» TASK DIRECTIONS
Render every line of the items below as a Markdown table with the columns "No." and "Entry", numbering the rows in order. Omit blank lines and the pictures.

» SOURCE MATERIAL
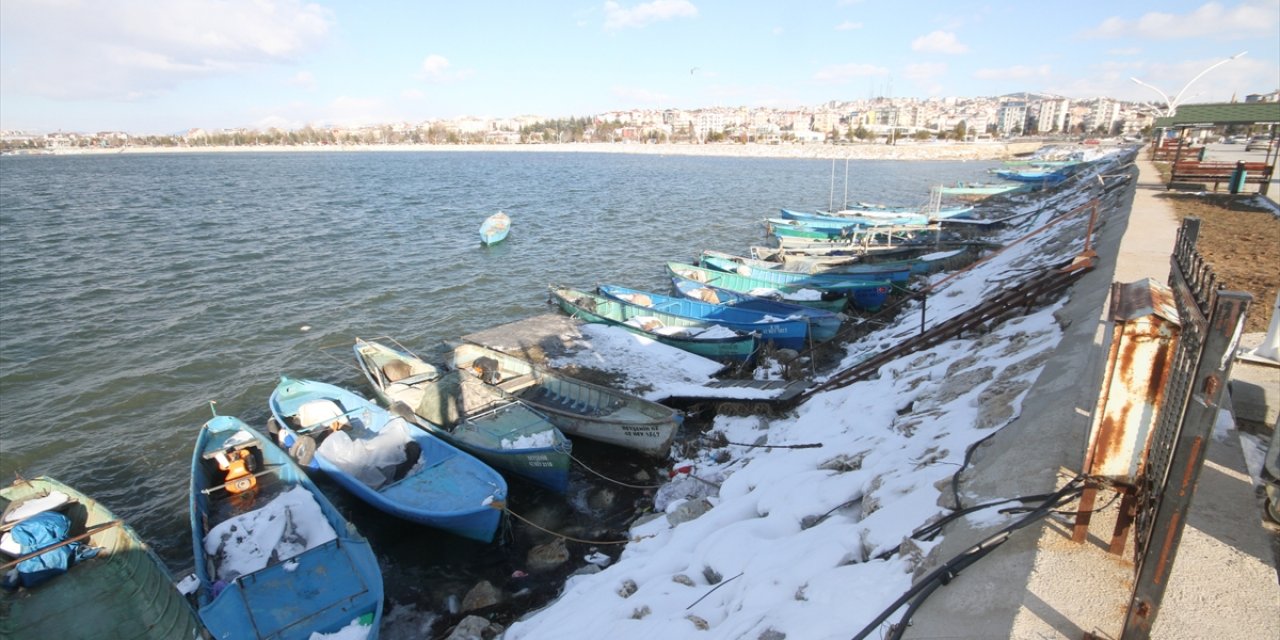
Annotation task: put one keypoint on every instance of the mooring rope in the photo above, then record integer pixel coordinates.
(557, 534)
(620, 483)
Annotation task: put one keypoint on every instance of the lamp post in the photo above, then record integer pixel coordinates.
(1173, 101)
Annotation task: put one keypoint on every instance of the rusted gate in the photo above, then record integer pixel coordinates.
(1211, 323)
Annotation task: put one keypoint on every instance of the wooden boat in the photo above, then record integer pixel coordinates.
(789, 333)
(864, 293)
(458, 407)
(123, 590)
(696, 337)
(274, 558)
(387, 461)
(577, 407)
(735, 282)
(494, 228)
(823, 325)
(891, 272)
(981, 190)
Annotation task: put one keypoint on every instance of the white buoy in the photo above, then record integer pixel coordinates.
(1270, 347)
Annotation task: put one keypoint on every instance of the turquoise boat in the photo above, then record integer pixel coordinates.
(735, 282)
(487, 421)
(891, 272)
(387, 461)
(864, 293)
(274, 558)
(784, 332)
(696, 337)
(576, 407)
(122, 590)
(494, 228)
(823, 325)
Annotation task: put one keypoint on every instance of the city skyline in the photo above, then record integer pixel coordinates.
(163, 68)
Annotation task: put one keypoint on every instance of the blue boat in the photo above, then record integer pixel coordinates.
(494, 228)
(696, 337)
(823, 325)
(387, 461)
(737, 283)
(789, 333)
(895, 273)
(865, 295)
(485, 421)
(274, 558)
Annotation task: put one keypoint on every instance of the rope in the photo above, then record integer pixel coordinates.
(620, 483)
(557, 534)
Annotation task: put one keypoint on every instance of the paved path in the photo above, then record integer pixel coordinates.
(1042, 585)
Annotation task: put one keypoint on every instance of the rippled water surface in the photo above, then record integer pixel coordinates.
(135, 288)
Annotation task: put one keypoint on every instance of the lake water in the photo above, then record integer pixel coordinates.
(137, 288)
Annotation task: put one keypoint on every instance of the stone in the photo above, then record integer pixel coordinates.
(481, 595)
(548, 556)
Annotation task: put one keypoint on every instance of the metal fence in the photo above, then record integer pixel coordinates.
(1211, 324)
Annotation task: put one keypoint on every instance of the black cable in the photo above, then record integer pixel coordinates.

» ANSWER BELOW
| No. | Entry |
|---|---|
| 1 | Annotation task: put one keypoint on every instance of the mooring rope in the photo above, then record integer pixel coordinates. |
| 2 | (557, 534) |
| 3 | (620, 483) |
| 4 | Annotation task: put one keypoint on every instance of the lamp post in the photo above, then record integer pixel coordinates. |
| 5 | (1173, 101) |
| 6 | Annotation task: put one keypoint on every instance of the rusted gate in the photo above, then record integer pixel coordinates. |
| 7 | (1211, 323) |
| 8 | Annotation task: put one keypoint on every instance of the wooden boat in the photo above, then record integer pixel coordinates. |
| 9 | (789, 333) |
| 10 | (864, 293) |
| 11 | (458, 407) |
| 12 | (123, 590) |
| 13 | (696, 337) |
| 14 | (274, 558) |
| 15 | (387, 461) |
| 16 | (577, 407) |
| 17 | (735, 282) |
| 18 | (494, 228) |
| 19 | (823, 325) |
| 20 | (891, 272) |
| 21 | (981, 190) |
| 22 | Annotation task: put one keypoint on every instance of the white buoy in the photo above, then record integer pixel coordinates. |
| 23 | (1270, 347) |
| 24 | Annotation task: put one keypoint on every instance of the turquoise boat in the photo above, then record integer pixel coordinates. |
| 25 | (735, 282) |
| 26 | (487, 421) |
| 27 | (891, 272) |
| 28 | (387, 461) |
| 29 | (864, 293) |
| 30 | (274, 558) |
| 31 | (784, 332) |
| 32 | (696, 337) |
| 33 | (576, 407) |
| 34 | (122, 590) |
| 35 | (494, 228) |
| 36 | (823, 325) |
| 37 | Annotation task: put one keypoint on every instance of the city skyline in the photo above, then record integer pixel coordinates. |
| 38 | (163, 68) |
| 39 | Annotation task: put one keypoint on every instance of the blue boat in the photo above, then record integer pixel coordinates. |
| 40 | (494, 228) |
| 41 | (696, 337) |
| 42 | (823, 325) |
| 43 | (387, 461) |
| 44 | (737, 283) |
| 45 | (789, 333) |
| 46 | (895, 273) |
| 47 | (865, 295) |
| 48 | (485, 421) |
| 49 | (274, 558) |
| 50 | Annotation task: put one keypoint on every instance of the rope in the photo above, then record integer pixel coordinates. |
| 51 | (620, 483) |
| 52 | (557, 534) |
| 53 | Annotation task: put one keypoint on every instance of the paved path in the photo above, then record integer pixel coordinates. |
| 54 | (1042, 585) |
| 55 | Annotation task: put one keypoint on every instance of the rippled water surface in the photo above, then record integer pixel coordinates. |
| 56 | (135, 288) |
| 57 | Annotation task: put one keypoint on every instance of the lake water in the photo above, then record integer pixel coordinates. |
| 58 | (137, 288) |
| 59 | Annotation task: put one keypoint on every instance of the stone in the photo above, then record integer pixel coordinates. |
| 60 | (481, 595) |
| 61 | (548, 556) |
| 62 | Annotation task: put one keypoint on every instance of the metal fence in the photo above, then record integer pixel coordinates. |
| 63 | (1211, 324) |
| 64 | Annotation task: put one keypoint on every instance of the black cable in the photo above, then record integer pixel coordinates. |